It is required that all of the data be written out exactly.
◆ ◆ ◆
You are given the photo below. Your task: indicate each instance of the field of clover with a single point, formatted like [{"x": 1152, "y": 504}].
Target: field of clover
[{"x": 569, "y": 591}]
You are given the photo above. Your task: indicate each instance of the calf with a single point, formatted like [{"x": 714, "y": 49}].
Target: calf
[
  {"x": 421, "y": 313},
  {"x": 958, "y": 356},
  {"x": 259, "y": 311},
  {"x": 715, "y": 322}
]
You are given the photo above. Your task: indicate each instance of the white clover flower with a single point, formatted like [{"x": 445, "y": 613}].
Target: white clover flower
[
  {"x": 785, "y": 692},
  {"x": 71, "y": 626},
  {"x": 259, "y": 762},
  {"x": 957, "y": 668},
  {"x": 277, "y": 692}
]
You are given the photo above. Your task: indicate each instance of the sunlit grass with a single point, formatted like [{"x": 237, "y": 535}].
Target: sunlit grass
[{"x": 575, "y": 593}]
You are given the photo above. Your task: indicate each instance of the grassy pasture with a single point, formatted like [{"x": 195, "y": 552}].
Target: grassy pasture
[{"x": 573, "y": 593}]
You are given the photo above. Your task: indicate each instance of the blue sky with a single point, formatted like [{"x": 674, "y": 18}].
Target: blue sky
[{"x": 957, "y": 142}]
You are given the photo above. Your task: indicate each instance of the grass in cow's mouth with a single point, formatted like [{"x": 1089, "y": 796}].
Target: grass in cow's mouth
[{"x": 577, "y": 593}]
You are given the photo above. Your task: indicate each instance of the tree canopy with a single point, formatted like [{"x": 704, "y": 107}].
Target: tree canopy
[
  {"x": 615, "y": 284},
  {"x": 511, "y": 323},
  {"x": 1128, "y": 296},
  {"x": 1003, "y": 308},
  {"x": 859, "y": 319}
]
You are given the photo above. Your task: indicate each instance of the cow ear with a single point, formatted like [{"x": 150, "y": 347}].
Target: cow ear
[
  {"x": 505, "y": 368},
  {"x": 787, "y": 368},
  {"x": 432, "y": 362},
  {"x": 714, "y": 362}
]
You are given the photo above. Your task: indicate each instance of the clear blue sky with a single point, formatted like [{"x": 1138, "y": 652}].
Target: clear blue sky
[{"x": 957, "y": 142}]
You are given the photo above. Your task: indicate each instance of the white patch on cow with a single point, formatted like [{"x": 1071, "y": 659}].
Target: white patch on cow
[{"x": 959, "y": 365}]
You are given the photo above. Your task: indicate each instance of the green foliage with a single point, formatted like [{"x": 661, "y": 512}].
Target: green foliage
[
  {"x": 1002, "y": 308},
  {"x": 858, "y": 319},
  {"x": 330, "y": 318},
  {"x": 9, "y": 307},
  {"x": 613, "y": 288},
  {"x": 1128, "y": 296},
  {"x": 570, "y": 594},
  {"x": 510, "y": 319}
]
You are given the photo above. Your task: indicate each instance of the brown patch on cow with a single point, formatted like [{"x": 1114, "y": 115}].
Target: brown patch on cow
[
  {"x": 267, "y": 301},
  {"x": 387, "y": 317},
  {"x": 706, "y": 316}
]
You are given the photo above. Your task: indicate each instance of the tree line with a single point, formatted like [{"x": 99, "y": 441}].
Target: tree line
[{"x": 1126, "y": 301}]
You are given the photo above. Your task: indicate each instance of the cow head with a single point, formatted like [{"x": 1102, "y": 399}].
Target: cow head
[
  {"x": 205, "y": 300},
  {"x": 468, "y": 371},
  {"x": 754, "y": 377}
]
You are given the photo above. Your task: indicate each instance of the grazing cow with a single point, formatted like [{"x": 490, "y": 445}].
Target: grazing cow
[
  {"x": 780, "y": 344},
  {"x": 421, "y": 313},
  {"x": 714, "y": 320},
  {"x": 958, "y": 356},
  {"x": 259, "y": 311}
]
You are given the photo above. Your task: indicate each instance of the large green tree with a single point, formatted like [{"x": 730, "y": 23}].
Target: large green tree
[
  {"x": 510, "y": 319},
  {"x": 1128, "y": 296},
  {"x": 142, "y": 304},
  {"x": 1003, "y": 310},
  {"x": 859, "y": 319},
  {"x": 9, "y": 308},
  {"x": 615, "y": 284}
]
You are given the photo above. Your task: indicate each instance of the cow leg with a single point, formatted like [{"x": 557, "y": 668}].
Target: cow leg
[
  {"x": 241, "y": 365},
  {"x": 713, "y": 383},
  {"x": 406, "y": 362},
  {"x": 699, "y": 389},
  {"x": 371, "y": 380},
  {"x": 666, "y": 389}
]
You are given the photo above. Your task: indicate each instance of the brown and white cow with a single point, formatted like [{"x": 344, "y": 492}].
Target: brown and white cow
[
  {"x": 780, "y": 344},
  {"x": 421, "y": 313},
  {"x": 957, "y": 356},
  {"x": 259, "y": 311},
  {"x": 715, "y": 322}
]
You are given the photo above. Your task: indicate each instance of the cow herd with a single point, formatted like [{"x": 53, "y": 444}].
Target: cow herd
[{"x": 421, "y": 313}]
◆ ◆ ◆
**Complete answer**:
You are given the photo below. Your task: indicate each instance of the field of clover with a single point, formatted like [{"x": 1152, "y": 504}].
Target: field of clover
[{"x": 569, "y": 591}]
You are given the photo above. Your task: indicate each instance of the calf with a single point, formatted like [{"x": 714, "y": 49}].
Target: calf
[
  {"x": 421, "y": 313},
  {"x": 958, "y": 356},
  {"x": 259, "y": 311},
  {"x": 715, "y": 322}
]
You are given the photo above. Your task: indicate each instance of the white clover flower with a single point, formatted like [{"x": 445, "y": 613}].
Target: white clover flower
[
  {"x": 785, "y": 692},
  {"x": 71, "y": 626},
  {"x": 259, "y": 762},
  {"x": 957, "y": 668},
  {"x": 277, "y": 692}
]
You are given the photo above. Your task: indicate each instance of the sunlit grass with a single point, formatted like [{"x": 237, "y": 535}].
Target: sunlit grass
[{"x": 575, "y": 593}]
You are given the photo above. Your task: indicate each instance of the grassy pasture with a single point, formatted like [{"x": 195, "y": 552}].
Target: grassy pasture
[{"x": 573, "y": 593}]
You are given the photo above. Your task: indicate each instance of the blue sky with a single point, formatted like [{"x": 674, "y": 18}].
Target: blue sky
[{"x": 957, "y": 142}]
You are given the photo above. Your task: indicate each instance of the grass in cow's mouth with a single point, formatted like [{"x": 1089, "y": 796}].
Target: grass in cow's mouth
[{"x": 577, "y": 593}]
You are given the photo above. Your task: indicate each instance of the tree canopy with a single point, formatted like [{"x": 704, "y": 107}].
Target: tree canopy
[
  {"x": 615, "y": 284},
  {"x": 511, "y": 323},
  {"x": 1128, "y": 296},
  {"x": 1003, "y": 308},
  {"x": 859, "y": 319}
]
You are given the photo above. Your task: indicate each instance of the cow ear with a single point, formatted like [{"x": 150, "y": 347}].
Target: cow ear
[
  {"x": 505, "y": 368},
  {"x": 787, "y": 368},
  {"x": 432, "y": 362},
  {"x": 714, "y": 362}
]
You are given the photo above. Your task: indicate each instance of the clear blue sky with a single point, formatted like [{"x": 1138, "y": 652}].
Target: clear blue sky
[{"x": 957, "y": 142}]
You are given the photo above. Your task: indicate each instance of the white patch on cow with a single point, formatted like [{"x": 1071, "y": 659}].
Target: white patch on cow
[{"x": 959, "y": 365}]
You are given the photo above. Your task: indicate each instance of the green foliage with a single point, formatted like [{"x": 661, "y": 512}].
Target: green foliage
[
  {"x": 1002, "y": 308},
  {"x": 858, "y": 319},
  {"x": 330, "y": 318},
  {"x": 9, "y": 307},
  {"x": 613, "y": 288},
  {"x": 1128, "y": 296},
  {"x": 570, "y": 594},
  {"x": 510, "y": 319}
]
You are given the photo above. Your task: indicate each instance of the brown patch on cow with a single point, formatted like [{"x": 1114, "y": 115}].
Target: brown patch on cow
[
  {"x": 267, "y": 301},
  {"x": 387, "y": 317},
  {"x": 706, "y": 316}
]
You are given the photo above. Your task: indicate each instance of the tree line with a single point, formatted like [{"x": 99, "y": 441}].
Target: tree line
[{"x": 1126, "y": 301}]
You are given the photo above. Your task: indicate each instance of the cow head with a single point, formatted like [{"x": 1102, "y": 399}].
Target: cow head
[
  {"x": 205, "y": 300},
  {"x": 468, "y": 371},
  {"x": 754, "y": 377}
]
You are given the photo above. Your task: indicate each instance of the grazing cow with a single point, formatted like [{"x": 490, "y": 445}].
Target: grazing cow
[
  {"x": 780, "y": 344},
  {"x": 421, "y": 313},
  {"x": 714, "y": 320},
  {"x": 958, "y": 356},
  {"x": 259, "y": 311}
]
You are given the photo above. Your task: indicate each instance of the large green tree with a single point, formatted like [{"x": 730, "y": 23}].
Target: large green tree
[
  {"x": 510, "y": 319},
  {"x": 1128, "y": 296},
  {"x": 142, "y": 304},
  {"x": 1003, "y": 310},
  {"x": 859, "y": 319},
  {"x": 9, "y": 308},
  {"x": 615, "y": 284}
]
You are given the photo above. Your task: indicate each instance of the cow leg with a single point, formatted like [{"x": 557, "y": 668}].
Target: cow leg
[
  {"x": 241, "y": 365},
  {"x": 713, "y": 383},
  {"x": 406, "y": 362},
  {"x": 699, "y": 389},
  {"x": 371, "y": 380},
  {"x": 666, "y": 389}
]
You are given the photo above. Your task: indicate each instance of the brown and white cow with a single point, formatted like [{"x": 344, "y": 492}].
Target: brown and white cow
[
  {"x": 780, "y": 344},
  {"x": 421, "y": 313},
  {"x": 957, "y": 356},
  {"x": 259, "y": 311},
  {"x": 715, "y": 322}
]
You are given the photo above. Your task: indicate each instance of the cow herd with a single point, formatted like [{"x": 53, "y": 444}].
Target: cow herd
[{"x": 421, "y": 313}]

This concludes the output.